----- Selection

Rick Jackson (29:51):
Yeah. So, in the case of Putnam Davis, and I thought this was fascinating because when we think of time periods, like we, of course, live in our time now. But then there were times before where people just looked at things and saw things just differently than we did.
Rick Jackson (30:08):
And in this case, like you can tell that there's something going on that we would look at today and say, “Okay, well, like there was definitely some mental health situation going on with Putnam Davis."
Rick Jackson (30:19):
But Putnam Davis in 1954, he was a frat brother for the Phi Delta Theta house, it's on South Columbia Street there in Chapel Hill. But he's there, he's rooming. I mean, he plays cards, he drinks. I mean, imagine basically like Animal House. I think that movie took place in like 1960.
Benjamin Morris (30:40):
Oh yeah.
Rick Jackson (30:40):
It's like '54. This is a frat, it's very similar.
Benjamin Morris (30:44):
Oh, yeah.
Rick Jackson (30:44):
And so, they're partying and drinking, but he was just widely known as just kind of an odd cat. Like he didn't say a whole lot. And he was very ... ah, let me see if I got ... there was a term they used for him.
Rick Jackson (30:55):
A lot of people called him like hypersensitive, I think is what they would say. Like he was just hypersensitive to everything, and he'd either get upset or just like kind of disconnect. But now, that being said-
Benjamin Morris (31:12):
Of thin skin, huh?
Rick Jackson (31:12):
Yeah, thin skin. But that being said, he was just considered to be kind of like a quiet, quirky kid that just kind of kept to himself a little bit, but yet he still participated in these frat things. So, it's kind of odd to just place him in that place.
Rick Jackson (31:28):
It's almost like he … again, a guy that came from a wealthy family. He was an artist, he's a pretty good artist from everything I've read. He was a sculptor. His work had been presented and stuff. So, he almost seems out of place in this social environment that he's in. So, one has to wonder if like his father kind of pushed him into this environment.
Rick Jackson (31:49):
But what happened with him night in May, they're just partying all day. It's just been a big party. They had a big pool party somewhere. They had come back to the frat house about 2:00 AM. You had William Joyner and Allen Long, were two of the brothers at the fraternity house, and they roomed together.

----------
----- Stored data

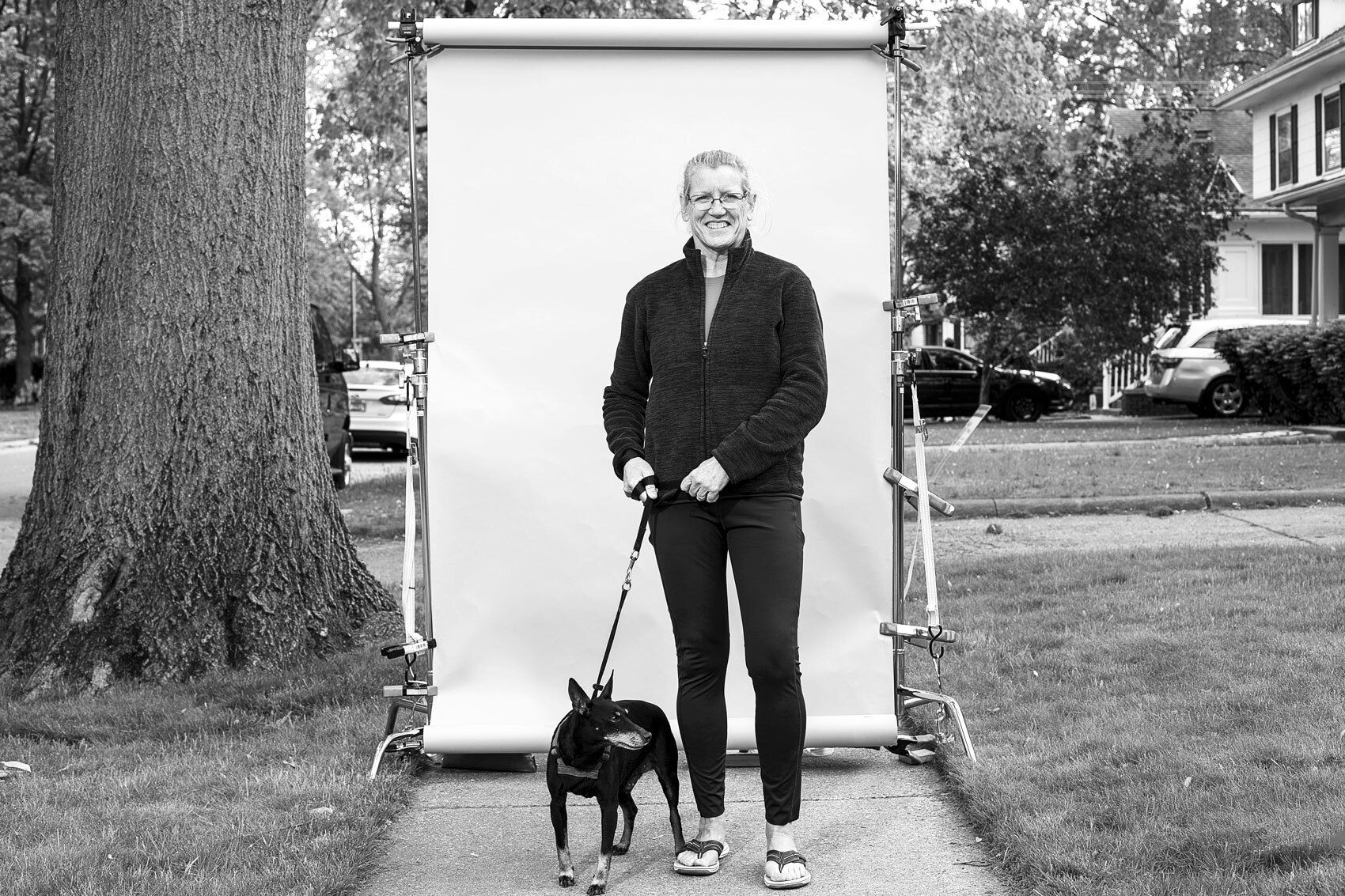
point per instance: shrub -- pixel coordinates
(1295, 374)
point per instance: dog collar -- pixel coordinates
(561, 766)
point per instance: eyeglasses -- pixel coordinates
(728, 201)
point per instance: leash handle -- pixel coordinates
(635, 554)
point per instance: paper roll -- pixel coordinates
(536, 738)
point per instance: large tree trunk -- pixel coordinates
(182, 514)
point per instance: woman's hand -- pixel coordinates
(707, 481)
(635, 470)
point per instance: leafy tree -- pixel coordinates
(1110, 243)
(1141, 53)
(358, 147)
(26, 81)
(182, 514)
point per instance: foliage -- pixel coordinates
(1108, 243)
(1295, 374)
(26, 155)
(9, 388)
(359, 163)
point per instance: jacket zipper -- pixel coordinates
(705, 364)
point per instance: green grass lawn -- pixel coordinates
(1098, 427)
(17, 422)
(1154, 721)
(1153, 467)
(1146, 721)
(245, 783)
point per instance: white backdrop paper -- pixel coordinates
(553, 180)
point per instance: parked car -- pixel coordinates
(1185, 369)
(378, 405)
(332, 396)
(950, 387)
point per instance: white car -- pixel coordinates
(1185, 369)
(378, 405)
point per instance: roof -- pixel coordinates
(1285, 73)
(1229, 132)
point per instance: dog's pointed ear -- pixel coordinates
(578, 698)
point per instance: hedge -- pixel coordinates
(1297, 374)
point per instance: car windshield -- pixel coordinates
(1170, 338)
(374, 377)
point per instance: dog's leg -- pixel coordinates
(666, 769)
(604, 860)
(628, 810)
(561, 822)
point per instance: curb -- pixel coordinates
(1154, 505)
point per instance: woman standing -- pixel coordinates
(720, 373)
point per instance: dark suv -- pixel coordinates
(332, 397)
(950, 387)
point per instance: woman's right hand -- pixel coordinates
(638, 468)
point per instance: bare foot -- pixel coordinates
(709, 829)
(780, 837)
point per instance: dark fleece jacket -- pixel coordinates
(748, 395)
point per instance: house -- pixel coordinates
(1266, 259)
(1290, 267)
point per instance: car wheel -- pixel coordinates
(347, 466)
(1224, 399)
(1022, 405)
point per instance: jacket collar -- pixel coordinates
(737, 256)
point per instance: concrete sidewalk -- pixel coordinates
(870, 826)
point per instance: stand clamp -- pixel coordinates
(897, 28)
(409, 31)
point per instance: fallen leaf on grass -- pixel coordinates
(9, 769)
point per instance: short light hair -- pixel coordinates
(713, 159)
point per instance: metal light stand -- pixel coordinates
(413, 694)
(904, 315)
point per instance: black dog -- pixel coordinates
(601, 748)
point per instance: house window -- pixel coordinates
(1283, 148)
(1305, 278)
(1305, 22)
(1332, 130)
(1286, 278)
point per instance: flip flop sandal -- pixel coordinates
(782, 860)
(701, 848)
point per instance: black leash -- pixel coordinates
(635, 554)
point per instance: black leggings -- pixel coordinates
(763, 537)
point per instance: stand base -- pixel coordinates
(490, 762)
(912, 698)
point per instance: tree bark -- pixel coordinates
(182, 514)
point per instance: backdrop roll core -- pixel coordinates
(553, 187)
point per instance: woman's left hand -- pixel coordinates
(707, 481)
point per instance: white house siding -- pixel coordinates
(1237, 284)
(1306, 138)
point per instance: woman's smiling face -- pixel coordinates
(717, 228)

----------

_What to do_.
- 1) From the transcript, list every person mentioned by name within the spoken lines, not counting the speaker labels.
- 2) Report how many lines of the listing contain the string "tree". Give only the number.

_Full solutions_.
- 1) Putnam Davis, William Joyner, Allen Long

- 2) 3